**Source data:**
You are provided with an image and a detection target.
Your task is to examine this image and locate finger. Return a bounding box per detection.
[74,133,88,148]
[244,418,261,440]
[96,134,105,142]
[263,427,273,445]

**The task:** Can you reproduce every line of the records above, requests included, with each bounding-box coordinate in the answers rescaled by a factor of 0.4 and rounded to a whole number, halves going up?

**Task response:**
You are provided with an image and a detection target.
Your task is to examine this image and locate finger. Return a bounding box per detection.
[30,53,35,59]
[98,167,104,176]
[38,54,42,57]
[105,171,109,178]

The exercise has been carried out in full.